**Excerpt provided:**
::::::::::

Other items that have since be called "Neoclassical", such as the Quantity Theory of Money or Say's Law, are not distinctly Neoclassical as, firstly, they were originally developed and thus are shared with the Classical economists (Smith, Ricardo, Mill, etc.) and, secondly, not all Neoclassical economists subscribed to them (e.g. Wicksell).

It has also been argued that the use of the mathematical reasoning can be considered a characteristic of the Marginalist Revolution. This is not true. Although some Marginalists (e.g. Walras, Wicksteed) employed a largely unprecedented amount of mathematics, others (e.g. Menger, Clark), were quite ignorant of it and did not use it at all.

::::::::::

**Raw data:**
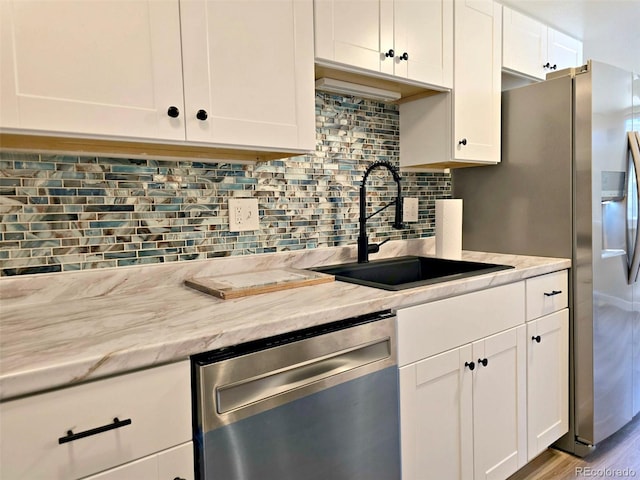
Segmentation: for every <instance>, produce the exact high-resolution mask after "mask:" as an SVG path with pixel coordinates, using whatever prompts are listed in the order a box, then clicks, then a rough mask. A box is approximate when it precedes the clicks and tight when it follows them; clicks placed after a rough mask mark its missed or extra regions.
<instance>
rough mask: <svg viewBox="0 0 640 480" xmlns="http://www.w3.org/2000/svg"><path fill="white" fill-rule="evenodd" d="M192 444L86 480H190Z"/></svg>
mask: <svg viewBox="0 0 640 480" xmlns="http://www.w3.org/2000/svg"><path fill="white" fill-rule="evenodd" d="M193 478H194V466H193V442H187V443H185V444H184V445H180V446H179V447H174V448H170V449H169V450H165V451H164V452H160V453H157V454H155V455H150V456H148V457H145V458H142V459H140V460H136V461H134V462H131V463H127V464H126V465H122V466H120V467H116V468H112V469H110V470H107V471H106V472H102V473H98V474H97V475H92V476H91V477H87V479H86V480H156V479H157V480H192V479H193Z"/></svg>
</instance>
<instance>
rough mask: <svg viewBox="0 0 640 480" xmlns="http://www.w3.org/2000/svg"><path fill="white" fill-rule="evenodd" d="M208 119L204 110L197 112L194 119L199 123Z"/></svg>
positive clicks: (206, 113) (205, 112)
mask: <svg viewBox="0 0 640 480" xmlns="http://www.w3.org/2000/svg"><path fill="white" fill-rule="evenodd" d="M208 117H209V115H208V114H207V111H206V110H198V112H197V113H196V118H197V119H198V120H200V121H203V122H204V121H205V120H206V119H207V118H208Z"/></svg>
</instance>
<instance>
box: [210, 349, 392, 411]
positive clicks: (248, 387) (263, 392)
mask: <svg viewBox="0 0 640 480" xmlns="http://www.w3.org/2000/svg"><path fill="white" fill-rule="evenodd" d="M390 356H391V339H390V338H385V339H382V340H379V341H375V342H370V343H367V344H364V345H359V346H357V347H354V348H349V349H345V350H340V351H337V352H332V353H331V354H328V355H324V356H322V357H318V358H313V359H311V360H307V361H305V362H302V363H298V364H294V365H290V366H287V367H285V368H281V369H279V370H276V371H273V372H268V373H266V374H263V375H259V376H256V377H253V378H249V379H245V380H242V381H239V382H234V383H230V384H227V385H221V386H218V387H216V400H217V401H216V404H217V406H216V411H217V413H218V414H223V413H227V412H230V411H233V410H237V409H240V408H243V407H245V406H247V405H251V404H255V403H258V402H261V401H263V400H266V399H269V398H272V397H274V396H276V395H280V394H283V393H286V392H289V391H291V390H295V389H299V388H303V387H306V386H308V385H311V384H314V383H317V382H321V381H322V380H324V379H327V378H329V377H332V376H334V375H338V374H341V373H345V372H348V371H350V370H354V369H356V368H359V367H362V366H365V365H367V364H370V363H373V362H377V361H379V360H384V359H386V358H389V357H390Z"/></svg>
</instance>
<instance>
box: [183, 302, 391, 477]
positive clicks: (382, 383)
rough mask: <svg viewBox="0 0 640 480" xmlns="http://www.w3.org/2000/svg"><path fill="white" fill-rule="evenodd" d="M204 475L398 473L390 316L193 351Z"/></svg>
mask: <svg viewBox="0 0 640 480" xmlns="http://www.w3.org/2000/svg"><path fill="white" fill-rule="evenodd" d="M193 374H194V385H195V389H196V392H195V393H196V395H195V405H194V406H195V416H194V438H195V442H194V443H195V445H196V463H197V467H196V470H197V472H196V473H197V475H198V478H199V479H200V480H205V479H206V480H236V479H237V480H240V479H242V480H299V479H302V478H304V479H305V480H326V479H332V480H358V479H362V480H399V479H400V435H399V421H398V419H399V414H398V410H399V401H398V368H397V361H396V345H395V316H394V315H393V314H392V313H391V312H383V313H378V314H374V315H367V316H364V317H357V318H353V319H350V320H346V321H342V322H336V323H334V324H331V325H328V326H322V327H319V328H313V329H307V330H303V331H300V332H295V333H293V334H287V335H281V336H279V337H273V338H271V339H267V340H264V341H259V342H252V343H250V344H244V345H240V346H237V347H233V348H231V349H222V350H220V351H216V352H210V353H209V354H204V355H199V356H197V357H194V358H193Z"/></svg>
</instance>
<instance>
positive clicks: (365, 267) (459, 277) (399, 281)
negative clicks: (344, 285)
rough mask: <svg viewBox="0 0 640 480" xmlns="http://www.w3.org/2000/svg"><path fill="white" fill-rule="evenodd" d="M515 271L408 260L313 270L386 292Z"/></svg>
mask: <svg viewBox="0 0 640 480" xmlns="http://www.w3.org/2000/svg"><path fill="white" fill-rule="evenodd" d="M510 268H514V267H513V266H511V265H497V264H493V263H480V262H467V261H462V260H449V259H444V258H436V257H418V256H406V257H396V258H387V259H382V260H373V261H370V262H367V263H345V264H342V265H330V266H327V267H315V268H310V269H309V270H313V271H315V272H322V273H328V274H331V275H334V276H335V278H336V280H342V281H343V282H350V283H357V284H359V285H365V286H367V287H374V288H381V289H383V290H404V289H406V288H414V287H421V286H423V285H432V284H434V283H441V282H449V281H451V280H458V279H460V278H466V277H472V276H475V275H483V274H485V273H493V272H498V271H500V270H508V269H510Z"/></svg>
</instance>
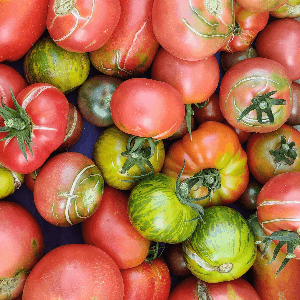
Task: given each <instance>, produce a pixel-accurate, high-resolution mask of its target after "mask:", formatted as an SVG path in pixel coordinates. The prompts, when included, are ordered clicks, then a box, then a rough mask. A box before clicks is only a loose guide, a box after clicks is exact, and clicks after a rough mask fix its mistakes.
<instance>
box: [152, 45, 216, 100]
mask: <svg viewBox="0 0 300 300" xmlns="http://www.w3.org/2000/svg"><path fill="white" fill-rule="evenodd" d="M151 78H152V79H154V80H160V81H163V82H167V83H169V84H171V85H173V86H174V87H175V88H176V89H177V91H179V92H180V94H181V96H182V100H183V102H184V103H185V104H191V103H200V102H203V101H205V100H206V99H207V98H209V97H210V96H211V95H212V93H213V92H214V91H215V90H216V88H217V86H218V83H219V78H220V68H219V64H218V61H217V59H216V57H215V56H214V55H211V56H209V57H207V58H206V59H203V60H199V61H187V60H183V59H179V58H177V57H175V56H173V55H172V54H170V53H169V52H167V51H166V50H165V49H164V48H160V49H159V50H158V52H157V54H156V56H155V58H154V60H153V63H152V66H151Z"/></svg>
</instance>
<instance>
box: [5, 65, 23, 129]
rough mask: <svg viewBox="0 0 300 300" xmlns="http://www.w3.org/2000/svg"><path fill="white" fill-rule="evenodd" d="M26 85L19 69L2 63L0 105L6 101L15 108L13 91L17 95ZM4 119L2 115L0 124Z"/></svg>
mask: <svg viewBox="0 0 300 300" xmlns="http://www.w3.org/2000/svg"><path fill="white" fill-rule="evenodd" d="M26 86H27V83H26V81H25V79H24V77H23V76H22V75H21V74H20V73H19V72H18V71H17V70H15V69H14V68H13V67H10V66H9V65H6V64H0V99H1V101H0V107H2V103H4V104H5V105H6V106H8V107H10V108H14V103H13V101H12V97H11V91H12V92H13V94H14V95H15V96H17V95H18V94H19V93H20V92H21V91H22V90H23V89H24V88H25V87H26ZM3 121H4V120H3V118H2V117H1V116H0V124H2V122H3Z"/></svg>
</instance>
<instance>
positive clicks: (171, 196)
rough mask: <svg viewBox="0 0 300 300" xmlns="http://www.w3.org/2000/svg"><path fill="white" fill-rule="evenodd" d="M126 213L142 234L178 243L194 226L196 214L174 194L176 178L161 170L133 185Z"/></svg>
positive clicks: (185, 203)
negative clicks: (132, 187)
mask: <svg viewBox="0 0 300 300" xmlns="http://www.w3.org/2000/svg"><path fill="white" fill-rule="evenodd" d="M128 214H129V219H130V222H131V223H132V225H133V226H134V227H135V228H136V229H137V230H138V231H139V232H140V233H141V235H143V236H144V237H145V238H147V239H149V240H151V241H155V242H164V243H170V244H176V243H180V242H182V241H184V240H185V239H187V238H188V237H189V236H190V235H191V234H192V232H193V231H194V229H195V227H196V225H197V222H196V220H197V213H196V212H195V211H194V209H193V208H192V207H191V206H189V205H188V204H186V202H184V199H183V201H182V199H179V198H178V197H177V195H176V190H175V180H172V178H171V177H169V176H167V175H165V174H161V173H158V174H154V175H152V176H150V177H147V178H145V179H143V180H142V181H140V182H139V183H138V184H137V186H135V187H134V188H133V190H132V191H131V193H130V196H129V202H128Z"/></svg>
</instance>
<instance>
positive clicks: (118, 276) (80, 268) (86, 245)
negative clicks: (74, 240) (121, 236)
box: [22, 244, 124, 300]
mask: <svg viewBox="0 0 300 300" xmlns="http://www.w3.org/2000/svg"><path fill="white" fill-rule="evenodd" d="M123 296H124V284H123V279H122V275H121V272H120V270H119V268H118V267H117V265H116V263H115V262H114V261H113V259H112V258H111V257H110V256H109V255H108V254H107V253H105V252H104V251H103V250H101V249H99V248H97V247H94V246H91V245H85V244H68V245H64V246H60V247H58V248H55V249H53V250H51V251H50V252H48V253H47V254H46V255H45V256H44V257H43V258H42V259H41V260H40V261H39V262H38V264H36V265H35V267H34V269H33V270H32V271H31V272H30V274H29V276H28V278H27V280H26V283H25V286H24V290H23V298H22V299H23V300H41V299H64V300H73V299H103V300H121V299H123Z"/></svg>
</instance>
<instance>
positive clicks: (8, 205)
mask: <svg viewBox="0 0 300 300" xmlns="http://www.w3.org/2000/svg"><path fill="white" fill-rule="evenodd" d="M0 251H1V256H0V299H12V298H15V297H17V296H18V295H20V294H21V293H22V290H23V287H24V283H25V280H26V279H27V276H28V273H29V272H30V271H31V269H32V268H33V267H34V266H35V265H36V263H37V262H38V261H39V260H40V258H41V257H42V255H43V252H44V237H43V234H42V230H41V227H40V225H39V223H38V222H37V220H36V219H35V218H34V217H33V215H32V214H31V213H30V212H29V211H28V210H27V209H25V208H24V207H23V206H21V205H20V204H18V203H14V202H10V201H0Z"/></svg>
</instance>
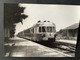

::::::::::

**Aim of the exercise:** Please rewrite the passage on Neoclassical economics, beginning at the words "Other items that" and stopping after "use it at all.", with "ignorant of" changed to "unfamiliar with".

**Your solution:**
Other items that have since be called "Neoclassical", such as the Quantity Theory of Money or Say's Law, are not distinctly Neoclassical as, firstly, they were originally developed and thus are shared with the Classical economists (Smith, Ricardo, Mill, etc.) and, secondly, not all Neoclassical economists subscribed to them (e.g. Wicksell).

It has also been argued that the use of the mathematical reasoning can be considered a characteristic of the Marginalist Revolution. This is not true. Although some Marginalists (e.g. Walras, Wicksteed) employed a largely unprecedented amount of mathematics, others (e.g. Menger, Clark), were quite unfamiliar with it and did not use it at all.